● DESCRIPTION OF THE TASK
Copy exactly the lines from the one containing "Task: tag every instance of the arched window" through the last line of the records, both included, and nothing more.

● MATERIAL FOR THIS EXERCISE
%%

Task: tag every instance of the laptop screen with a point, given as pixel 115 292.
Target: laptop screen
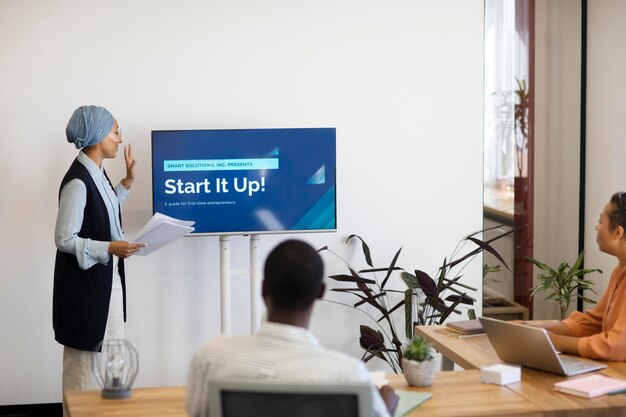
pixel 244 404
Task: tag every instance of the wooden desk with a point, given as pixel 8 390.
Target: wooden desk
pixel 144 402
pixel 536 387
pixel 455 394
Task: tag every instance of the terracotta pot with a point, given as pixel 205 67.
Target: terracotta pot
pixel 419 374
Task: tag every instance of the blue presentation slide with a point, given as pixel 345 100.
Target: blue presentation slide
pixel 246 181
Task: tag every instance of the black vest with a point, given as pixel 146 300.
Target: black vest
pixel 80 302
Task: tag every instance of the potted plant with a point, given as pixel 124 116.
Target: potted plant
pixel 563 283
pixel 442 296
pixel 418 362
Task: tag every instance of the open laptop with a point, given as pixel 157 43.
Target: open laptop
pixel 228 398
pixel 531 347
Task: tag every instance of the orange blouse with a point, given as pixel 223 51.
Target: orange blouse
pixel 602 330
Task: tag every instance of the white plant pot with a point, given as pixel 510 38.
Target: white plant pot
pixel 419 374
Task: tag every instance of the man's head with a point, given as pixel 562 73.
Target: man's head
pixel 293 276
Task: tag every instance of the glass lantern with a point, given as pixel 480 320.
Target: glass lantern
pixel 115 368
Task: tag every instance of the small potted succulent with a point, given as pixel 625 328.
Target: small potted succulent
pixel 418 362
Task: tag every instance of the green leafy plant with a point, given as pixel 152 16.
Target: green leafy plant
pixel 520 115
pixel 488 269
pixel 564 283
pixel 441 296
pixel 418 349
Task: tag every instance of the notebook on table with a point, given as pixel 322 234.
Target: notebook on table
pixel 531 347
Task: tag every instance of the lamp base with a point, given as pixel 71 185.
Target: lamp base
pixel 116 394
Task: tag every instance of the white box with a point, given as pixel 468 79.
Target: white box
pixel 500 374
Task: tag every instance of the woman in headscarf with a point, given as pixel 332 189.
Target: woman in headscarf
pixel 89 302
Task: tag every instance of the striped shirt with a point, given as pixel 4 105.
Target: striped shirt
pixel 277 353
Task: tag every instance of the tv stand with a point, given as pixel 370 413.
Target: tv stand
pixel 225 280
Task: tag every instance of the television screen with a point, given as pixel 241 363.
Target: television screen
pixel 246 181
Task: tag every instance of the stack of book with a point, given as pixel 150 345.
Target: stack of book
pixel 463 329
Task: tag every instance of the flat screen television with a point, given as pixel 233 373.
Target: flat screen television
pixel 246 181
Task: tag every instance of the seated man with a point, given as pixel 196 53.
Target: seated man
pixel 283 350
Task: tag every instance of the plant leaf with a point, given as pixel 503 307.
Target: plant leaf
pixel 364 247
pixel 408 313
pixel 351 278
pixel 391 268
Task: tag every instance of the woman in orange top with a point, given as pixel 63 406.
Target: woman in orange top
pixel 600 333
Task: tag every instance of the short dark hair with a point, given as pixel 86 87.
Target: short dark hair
pixel 293 275
pixel 617 216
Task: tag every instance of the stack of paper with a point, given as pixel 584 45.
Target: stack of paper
pixel 591 386
pixel 161 230
pixel 463 329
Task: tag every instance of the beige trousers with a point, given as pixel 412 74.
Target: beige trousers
pixel 77 364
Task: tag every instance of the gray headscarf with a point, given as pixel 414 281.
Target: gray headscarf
pixel 88 126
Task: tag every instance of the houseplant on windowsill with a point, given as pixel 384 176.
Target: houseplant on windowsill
pixel 442 296
pixel 564 283
pixel 418 362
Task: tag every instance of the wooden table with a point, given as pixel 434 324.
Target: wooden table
pixel 455 394
pixel 144 402
pixel 536 388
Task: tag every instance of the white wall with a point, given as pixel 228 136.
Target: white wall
pixel 606 145
pixel 401 81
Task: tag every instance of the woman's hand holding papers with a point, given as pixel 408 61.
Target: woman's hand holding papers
pixel 123 249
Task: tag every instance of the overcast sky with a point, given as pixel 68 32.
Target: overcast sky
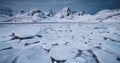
pixel 90 6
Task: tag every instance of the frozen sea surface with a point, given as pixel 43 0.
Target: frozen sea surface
pixel 60 43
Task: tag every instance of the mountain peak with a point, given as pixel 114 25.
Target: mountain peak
pixel 64 12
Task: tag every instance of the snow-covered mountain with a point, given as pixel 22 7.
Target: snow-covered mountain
pixel 64 15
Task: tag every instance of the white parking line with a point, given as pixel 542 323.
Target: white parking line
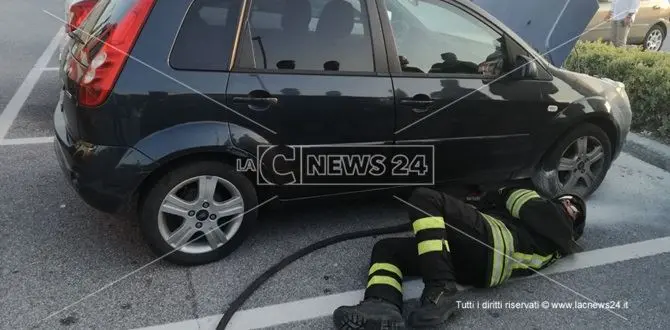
pixel 311 308
pixel 21 141
pixel 12 109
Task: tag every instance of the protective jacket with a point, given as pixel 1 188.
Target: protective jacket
pixel 531 230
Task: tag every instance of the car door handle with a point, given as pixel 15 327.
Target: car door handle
pixel 416 102
pixel 256 100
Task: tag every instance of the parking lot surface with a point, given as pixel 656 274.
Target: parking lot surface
pixel 65 265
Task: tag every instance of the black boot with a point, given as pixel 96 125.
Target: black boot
pixel 438 303
pixel 370 314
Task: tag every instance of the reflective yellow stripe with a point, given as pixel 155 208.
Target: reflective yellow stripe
pixel 428 223
pixel 509 247
pixel 504 245
pixel 496 267
pixel 385 266
pixel 522 200
pixel 534 261
pixel 430 246
pixel 513 197
pixel 385 280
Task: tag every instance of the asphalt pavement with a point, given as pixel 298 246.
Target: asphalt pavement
pixel 64 265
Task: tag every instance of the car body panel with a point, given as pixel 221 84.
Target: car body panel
pixel 157 113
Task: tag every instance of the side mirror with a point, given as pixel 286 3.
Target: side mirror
pixel 525 68
pixel 491 69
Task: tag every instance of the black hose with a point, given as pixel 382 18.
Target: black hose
pixel 251 288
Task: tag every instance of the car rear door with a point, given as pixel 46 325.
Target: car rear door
pixel 481 129
pixel 312 72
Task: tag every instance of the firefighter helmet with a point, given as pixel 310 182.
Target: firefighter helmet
pixel 577 206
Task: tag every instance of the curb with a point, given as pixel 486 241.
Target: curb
pixel 650 151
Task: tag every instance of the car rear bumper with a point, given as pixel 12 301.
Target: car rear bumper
pixel 105 177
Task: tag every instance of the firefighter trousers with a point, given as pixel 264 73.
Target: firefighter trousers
pixel 449 245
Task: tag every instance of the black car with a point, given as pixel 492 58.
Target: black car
pixel 163 101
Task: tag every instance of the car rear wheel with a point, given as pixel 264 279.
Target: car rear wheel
pixel 198 213
pixel 653 41
pixel 576 164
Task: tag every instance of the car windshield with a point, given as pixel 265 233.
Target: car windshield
pixel 437 20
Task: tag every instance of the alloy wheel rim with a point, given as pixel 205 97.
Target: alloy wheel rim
pixel 581 164
pixel 200 214
pixel 654 40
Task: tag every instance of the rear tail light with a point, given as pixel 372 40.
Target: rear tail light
pixel 78 13
pixel 112 54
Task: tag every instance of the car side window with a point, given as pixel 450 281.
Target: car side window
pixel 205 39
pixel 306 35
pixel 432 36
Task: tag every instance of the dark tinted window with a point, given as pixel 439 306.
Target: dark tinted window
pixel 206 37
pixel 317 35
pixel 104 16
pixel 432 36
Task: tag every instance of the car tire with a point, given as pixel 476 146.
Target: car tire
pixel 175 208
pixel 576 164
pixel 654 39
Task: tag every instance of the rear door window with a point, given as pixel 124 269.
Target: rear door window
pixel 205 39
pixel 307 35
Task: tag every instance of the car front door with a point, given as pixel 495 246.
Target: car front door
pixel 482 130
pixel 598 28
pixel 312 72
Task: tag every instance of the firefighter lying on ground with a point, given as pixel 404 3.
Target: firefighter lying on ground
pixel 453 243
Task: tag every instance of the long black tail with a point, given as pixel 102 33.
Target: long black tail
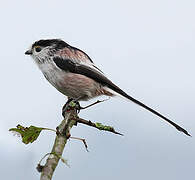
pixel 121 92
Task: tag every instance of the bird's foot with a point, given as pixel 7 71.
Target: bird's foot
pixel 69 104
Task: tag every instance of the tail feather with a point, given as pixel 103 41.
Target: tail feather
pixel 122 93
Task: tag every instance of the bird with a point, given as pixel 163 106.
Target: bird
pixel 73 73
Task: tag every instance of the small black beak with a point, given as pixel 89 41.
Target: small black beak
pixel 29 52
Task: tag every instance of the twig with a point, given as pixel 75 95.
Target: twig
pixel 98 126
pixel 59 144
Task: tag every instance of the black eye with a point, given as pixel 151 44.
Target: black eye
pixel 37 49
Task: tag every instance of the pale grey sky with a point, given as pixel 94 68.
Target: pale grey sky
pixel 145 47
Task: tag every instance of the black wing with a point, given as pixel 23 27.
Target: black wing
pixel 69 65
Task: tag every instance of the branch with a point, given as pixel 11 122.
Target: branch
pixel 98 126
pixel 62 135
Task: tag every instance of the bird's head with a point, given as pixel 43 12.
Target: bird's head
pixel 44 49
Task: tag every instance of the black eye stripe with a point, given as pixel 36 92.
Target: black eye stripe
pixel 37 49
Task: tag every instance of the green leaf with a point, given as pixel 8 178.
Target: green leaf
pixel 28 134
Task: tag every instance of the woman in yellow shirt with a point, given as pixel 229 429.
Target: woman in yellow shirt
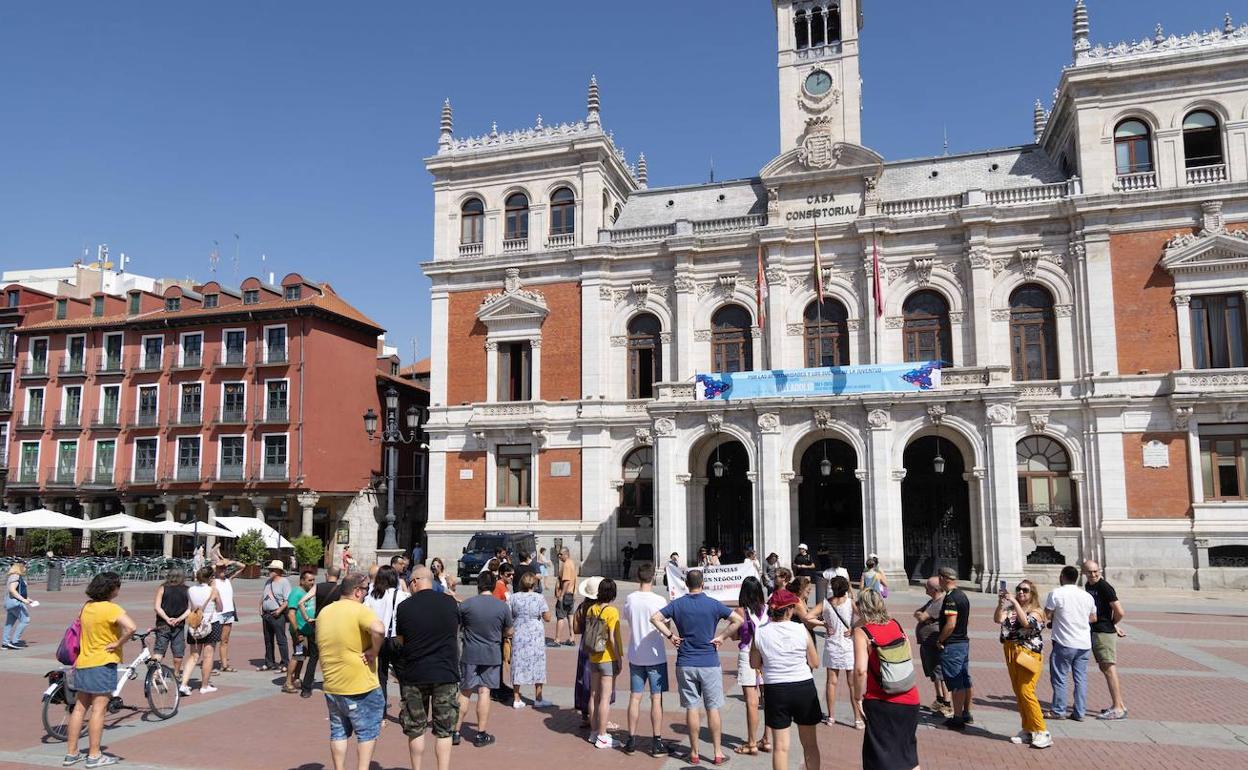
pixel 105 628
pixel 604 664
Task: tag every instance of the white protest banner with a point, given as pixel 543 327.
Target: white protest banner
pixel 723 582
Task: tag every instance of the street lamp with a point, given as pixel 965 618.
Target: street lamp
pixel 392 436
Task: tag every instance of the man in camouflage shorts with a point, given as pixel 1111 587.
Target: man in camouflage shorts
pixel 427 625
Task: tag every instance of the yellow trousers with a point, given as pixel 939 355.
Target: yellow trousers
pixel 1025 688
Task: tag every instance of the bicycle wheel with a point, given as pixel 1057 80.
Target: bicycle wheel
pixel 161 689
pixel 56 715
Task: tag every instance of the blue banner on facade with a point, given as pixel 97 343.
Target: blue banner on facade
pixel 829 381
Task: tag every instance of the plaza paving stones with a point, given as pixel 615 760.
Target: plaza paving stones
pixel 1184 667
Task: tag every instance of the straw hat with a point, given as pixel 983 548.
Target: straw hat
pixel 589 588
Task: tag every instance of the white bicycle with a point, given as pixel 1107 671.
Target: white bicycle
pixel 160 687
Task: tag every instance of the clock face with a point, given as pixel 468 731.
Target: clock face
pixel 819 82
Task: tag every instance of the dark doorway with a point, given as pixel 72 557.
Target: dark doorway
pixel 935 509
pixel 830 504
pixel 729 502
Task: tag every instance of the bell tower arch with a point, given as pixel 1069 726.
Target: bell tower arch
pixel 818 46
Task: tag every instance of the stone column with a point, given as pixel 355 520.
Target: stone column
pixel 307 502
pixel 1004 538
pixel 672 494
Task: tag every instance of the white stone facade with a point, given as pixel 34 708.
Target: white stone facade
pixel 1058 215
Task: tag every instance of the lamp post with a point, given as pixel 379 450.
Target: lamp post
pixel 392 436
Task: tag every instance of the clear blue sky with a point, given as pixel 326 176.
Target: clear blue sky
pixel 157 126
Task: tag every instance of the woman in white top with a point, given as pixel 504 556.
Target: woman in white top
pixel 383 600
pixel 205 637
pixel 786 655
pixel 839 620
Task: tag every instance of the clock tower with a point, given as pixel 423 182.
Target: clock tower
pixel 820 87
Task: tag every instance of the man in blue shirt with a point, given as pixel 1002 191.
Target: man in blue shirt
pixel 698 670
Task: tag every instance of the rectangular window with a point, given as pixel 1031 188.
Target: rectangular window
pixel 236 347
pixel 513 466
pixel 192 350
pixel 1218 331
pixel 191 403
pixel 275 343
pixel 189 458
pixel 149 404
pixel 66 462
pixel 276 406
pixel 105 457
pixel 152 350
pixel 29 471
pixel 1222 467
pixel 145 459
pixel 514 371
pixel 275 458
pixel 234 402
pixel 232 457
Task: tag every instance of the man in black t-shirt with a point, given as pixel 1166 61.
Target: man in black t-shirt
pixel 427 624
pixel 325 594
pixel 955 649
pixel 1105 635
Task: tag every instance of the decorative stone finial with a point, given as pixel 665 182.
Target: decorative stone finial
pixel 1038 119
pixel 594 119
pixel 1082 29
pixel 448 124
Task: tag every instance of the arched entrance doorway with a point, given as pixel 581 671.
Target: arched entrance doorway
pixel 935 509
pixel 830 503
pixel 729 501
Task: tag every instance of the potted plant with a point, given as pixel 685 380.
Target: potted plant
pixel 251 550
pixel 308 552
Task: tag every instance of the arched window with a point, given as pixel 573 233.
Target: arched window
pixel 828 335
pixel 472 221
pixel 1132 147
pixel 1202 140
pixel 925 330
pixel 644 356
pixel 1032 333
pixel 801 30
pixel 731 342
pixel 637 494
pixel 563 212
pixel 517 212
pixel 1045 486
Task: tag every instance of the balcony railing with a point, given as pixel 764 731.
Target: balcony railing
pixel 1207 175
pixel 107 418
pixel 73 367
pixel 1133 182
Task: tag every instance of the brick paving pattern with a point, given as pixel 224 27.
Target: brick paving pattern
pixel 1184 668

%%

● THE RESPONSE
Task: tag every instance of the arched window with a point, given as pixel 573 233.
Target: arched window
pixel 828 335
pixel 472 221
pixel 1132 147
pixel 1202 140
pixel 925 330
pixel 644 356
pixel 1032 333
pixel 801 30
pixel 731 342
pixel 637 494
pixel 563 212
pixel 517 212
pixel 1045 486
Task: tag every instance of the balcony railing with a point, given as pixel 764 731.
Target: balcony railing
pixel 1207 175
pixel 107 418
pixel 73 367
pixel 1133 182
Task: tag every instance of the brick paving pattern with a point, given as pixel 224 27.
Target: brick paving pattern
pixel 1184 668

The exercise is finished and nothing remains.